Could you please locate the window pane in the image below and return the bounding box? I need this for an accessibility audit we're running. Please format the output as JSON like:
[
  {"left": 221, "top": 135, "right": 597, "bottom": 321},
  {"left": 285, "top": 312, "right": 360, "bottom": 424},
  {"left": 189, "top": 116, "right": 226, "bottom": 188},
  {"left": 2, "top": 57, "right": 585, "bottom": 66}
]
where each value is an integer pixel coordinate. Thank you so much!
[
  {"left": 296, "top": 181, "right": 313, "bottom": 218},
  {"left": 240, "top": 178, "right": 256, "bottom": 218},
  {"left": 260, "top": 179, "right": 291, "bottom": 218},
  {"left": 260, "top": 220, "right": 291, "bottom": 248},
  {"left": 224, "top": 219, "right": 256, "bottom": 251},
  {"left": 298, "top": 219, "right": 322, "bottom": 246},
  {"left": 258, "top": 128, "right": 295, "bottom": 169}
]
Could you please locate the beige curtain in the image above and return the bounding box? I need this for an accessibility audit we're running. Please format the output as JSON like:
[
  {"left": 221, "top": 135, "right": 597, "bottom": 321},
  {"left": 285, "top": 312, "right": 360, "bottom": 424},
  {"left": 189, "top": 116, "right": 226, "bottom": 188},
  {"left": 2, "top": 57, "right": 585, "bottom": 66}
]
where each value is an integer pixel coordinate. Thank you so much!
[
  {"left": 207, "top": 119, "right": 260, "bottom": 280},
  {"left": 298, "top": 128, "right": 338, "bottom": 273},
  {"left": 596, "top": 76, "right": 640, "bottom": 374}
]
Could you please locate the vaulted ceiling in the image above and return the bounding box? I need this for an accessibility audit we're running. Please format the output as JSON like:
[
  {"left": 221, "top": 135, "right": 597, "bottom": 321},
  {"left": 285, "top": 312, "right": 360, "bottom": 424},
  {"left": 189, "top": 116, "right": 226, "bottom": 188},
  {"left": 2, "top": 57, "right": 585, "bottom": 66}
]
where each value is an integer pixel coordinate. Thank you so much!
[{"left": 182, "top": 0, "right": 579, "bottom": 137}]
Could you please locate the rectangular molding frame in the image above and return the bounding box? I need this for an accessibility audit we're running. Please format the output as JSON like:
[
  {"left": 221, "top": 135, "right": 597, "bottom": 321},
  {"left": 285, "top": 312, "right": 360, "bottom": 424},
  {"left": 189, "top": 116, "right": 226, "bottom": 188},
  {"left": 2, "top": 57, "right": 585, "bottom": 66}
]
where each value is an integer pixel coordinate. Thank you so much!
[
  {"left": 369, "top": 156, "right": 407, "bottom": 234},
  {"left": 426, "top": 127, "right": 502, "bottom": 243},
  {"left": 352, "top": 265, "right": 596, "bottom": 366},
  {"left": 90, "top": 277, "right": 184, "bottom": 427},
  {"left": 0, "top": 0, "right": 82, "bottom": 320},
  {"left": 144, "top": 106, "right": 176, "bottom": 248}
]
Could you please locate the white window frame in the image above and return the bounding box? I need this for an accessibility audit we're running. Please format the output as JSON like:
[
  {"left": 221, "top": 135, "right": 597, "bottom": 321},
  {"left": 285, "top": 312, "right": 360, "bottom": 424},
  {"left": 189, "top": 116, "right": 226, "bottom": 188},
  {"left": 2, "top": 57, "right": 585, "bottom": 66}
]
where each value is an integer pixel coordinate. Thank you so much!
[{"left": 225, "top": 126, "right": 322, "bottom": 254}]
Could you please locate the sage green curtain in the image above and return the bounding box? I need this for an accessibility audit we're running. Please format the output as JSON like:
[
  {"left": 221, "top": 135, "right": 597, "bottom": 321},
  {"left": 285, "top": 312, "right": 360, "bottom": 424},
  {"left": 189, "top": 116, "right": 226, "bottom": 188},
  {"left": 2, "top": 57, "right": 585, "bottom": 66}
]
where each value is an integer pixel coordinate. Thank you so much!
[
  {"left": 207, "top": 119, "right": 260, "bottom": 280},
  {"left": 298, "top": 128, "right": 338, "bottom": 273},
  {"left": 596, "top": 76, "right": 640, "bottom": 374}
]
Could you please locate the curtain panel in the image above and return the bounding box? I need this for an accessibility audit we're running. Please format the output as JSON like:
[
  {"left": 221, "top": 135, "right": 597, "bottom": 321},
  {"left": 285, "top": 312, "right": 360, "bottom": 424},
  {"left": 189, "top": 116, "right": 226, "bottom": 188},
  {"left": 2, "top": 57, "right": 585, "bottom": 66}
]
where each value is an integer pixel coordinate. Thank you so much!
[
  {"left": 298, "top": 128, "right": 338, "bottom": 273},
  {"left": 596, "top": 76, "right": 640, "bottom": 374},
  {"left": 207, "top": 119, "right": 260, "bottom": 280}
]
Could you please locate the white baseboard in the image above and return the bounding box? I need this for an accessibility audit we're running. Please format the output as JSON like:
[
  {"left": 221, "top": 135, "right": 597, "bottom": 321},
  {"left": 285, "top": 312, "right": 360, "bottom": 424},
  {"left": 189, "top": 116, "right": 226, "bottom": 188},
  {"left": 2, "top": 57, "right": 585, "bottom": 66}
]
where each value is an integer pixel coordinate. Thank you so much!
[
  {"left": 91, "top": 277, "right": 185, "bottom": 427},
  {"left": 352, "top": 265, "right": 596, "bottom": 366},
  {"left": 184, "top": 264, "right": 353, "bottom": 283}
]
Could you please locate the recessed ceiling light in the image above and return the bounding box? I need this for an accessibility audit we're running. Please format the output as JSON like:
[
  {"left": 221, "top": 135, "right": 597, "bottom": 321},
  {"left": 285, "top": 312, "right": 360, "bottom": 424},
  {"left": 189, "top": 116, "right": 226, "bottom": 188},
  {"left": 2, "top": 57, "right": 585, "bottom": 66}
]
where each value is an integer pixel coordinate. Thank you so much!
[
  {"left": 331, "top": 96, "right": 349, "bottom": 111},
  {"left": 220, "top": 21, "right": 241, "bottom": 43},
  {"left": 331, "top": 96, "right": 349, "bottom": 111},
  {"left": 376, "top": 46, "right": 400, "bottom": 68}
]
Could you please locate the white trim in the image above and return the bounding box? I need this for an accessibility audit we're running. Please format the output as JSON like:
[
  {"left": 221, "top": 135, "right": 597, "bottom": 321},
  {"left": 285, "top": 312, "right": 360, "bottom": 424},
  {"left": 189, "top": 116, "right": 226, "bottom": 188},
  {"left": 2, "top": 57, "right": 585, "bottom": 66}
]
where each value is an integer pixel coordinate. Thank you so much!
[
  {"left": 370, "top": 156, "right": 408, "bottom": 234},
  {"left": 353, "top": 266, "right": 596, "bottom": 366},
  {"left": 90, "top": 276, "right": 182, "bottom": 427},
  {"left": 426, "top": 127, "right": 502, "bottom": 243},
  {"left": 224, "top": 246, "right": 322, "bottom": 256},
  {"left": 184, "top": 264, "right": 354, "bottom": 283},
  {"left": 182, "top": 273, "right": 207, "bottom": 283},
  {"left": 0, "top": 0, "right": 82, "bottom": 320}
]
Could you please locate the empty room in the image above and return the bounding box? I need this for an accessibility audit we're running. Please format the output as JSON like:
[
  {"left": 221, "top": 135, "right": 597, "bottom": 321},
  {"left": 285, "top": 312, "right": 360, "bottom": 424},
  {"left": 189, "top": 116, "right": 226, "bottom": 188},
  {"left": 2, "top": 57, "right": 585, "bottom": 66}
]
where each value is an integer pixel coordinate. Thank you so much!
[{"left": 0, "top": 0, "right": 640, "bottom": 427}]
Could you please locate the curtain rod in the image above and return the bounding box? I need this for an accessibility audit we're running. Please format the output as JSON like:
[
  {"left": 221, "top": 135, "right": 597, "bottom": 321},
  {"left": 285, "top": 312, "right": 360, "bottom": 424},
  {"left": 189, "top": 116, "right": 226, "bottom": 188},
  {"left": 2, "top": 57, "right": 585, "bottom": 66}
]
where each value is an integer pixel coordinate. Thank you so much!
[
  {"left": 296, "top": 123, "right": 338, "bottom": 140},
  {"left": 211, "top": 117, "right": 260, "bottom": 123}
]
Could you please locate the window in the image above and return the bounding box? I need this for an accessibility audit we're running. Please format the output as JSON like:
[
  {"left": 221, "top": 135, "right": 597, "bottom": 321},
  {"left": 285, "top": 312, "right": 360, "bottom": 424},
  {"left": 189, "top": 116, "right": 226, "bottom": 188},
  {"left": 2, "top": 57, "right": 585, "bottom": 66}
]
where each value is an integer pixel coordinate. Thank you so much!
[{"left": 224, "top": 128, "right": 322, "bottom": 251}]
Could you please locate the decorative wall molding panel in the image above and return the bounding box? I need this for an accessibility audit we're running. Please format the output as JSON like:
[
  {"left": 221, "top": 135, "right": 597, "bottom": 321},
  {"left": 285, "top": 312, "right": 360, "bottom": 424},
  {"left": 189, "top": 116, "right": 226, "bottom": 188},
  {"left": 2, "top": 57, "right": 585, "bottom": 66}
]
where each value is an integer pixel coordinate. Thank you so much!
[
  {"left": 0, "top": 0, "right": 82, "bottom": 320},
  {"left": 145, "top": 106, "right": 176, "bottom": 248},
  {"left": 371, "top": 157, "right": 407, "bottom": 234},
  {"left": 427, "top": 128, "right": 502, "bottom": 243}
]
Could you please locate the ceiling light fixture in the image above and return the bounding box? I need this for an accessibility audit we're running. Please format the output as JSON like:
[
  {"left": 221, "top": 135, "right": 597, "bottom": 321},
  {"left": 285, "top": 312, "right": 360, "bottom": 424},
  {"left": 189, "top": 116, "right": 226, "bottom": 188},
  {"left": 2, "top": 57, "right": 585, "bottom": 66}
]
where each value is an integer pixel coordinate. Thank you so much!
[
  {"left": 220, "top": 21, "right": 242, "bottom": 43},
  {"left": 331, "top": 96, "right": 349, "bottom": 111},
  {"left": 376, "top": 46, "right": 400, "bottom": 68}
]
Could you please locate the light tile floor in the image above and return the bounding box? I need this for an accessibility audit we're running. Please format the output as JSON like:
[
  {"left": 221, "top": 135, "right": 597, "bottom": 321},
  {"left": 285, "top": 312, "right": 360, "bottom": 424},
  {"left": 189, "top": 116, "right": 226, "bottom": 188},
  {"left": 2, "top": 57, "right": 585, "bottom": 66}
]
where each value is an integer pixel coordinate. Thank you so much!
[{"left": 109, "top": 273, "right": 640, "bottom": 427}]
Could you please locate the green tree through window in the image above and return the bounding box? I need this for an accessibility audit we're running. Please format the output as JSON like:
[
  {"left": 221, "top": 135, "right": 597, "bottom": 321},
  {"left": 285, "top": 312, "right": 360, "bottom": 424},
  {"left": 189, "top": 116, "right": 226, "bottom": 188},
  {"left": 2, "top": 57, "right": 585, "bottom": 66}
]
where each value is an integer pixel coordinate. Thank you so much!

REQUIRED TASK
Extract every line of the entries above that contains the string "green", and copy each one in full.

RESPONSE BELOW
Could you please locate the sage green curtain in the image above and return the bounding box? I need this for an accessibility audit we're running. Please format the output as JSON like:
Could you please locate the green tree through window in the image above and return the bounding box? I need this for an accessibility audit we're running. Please format the output as JSON like:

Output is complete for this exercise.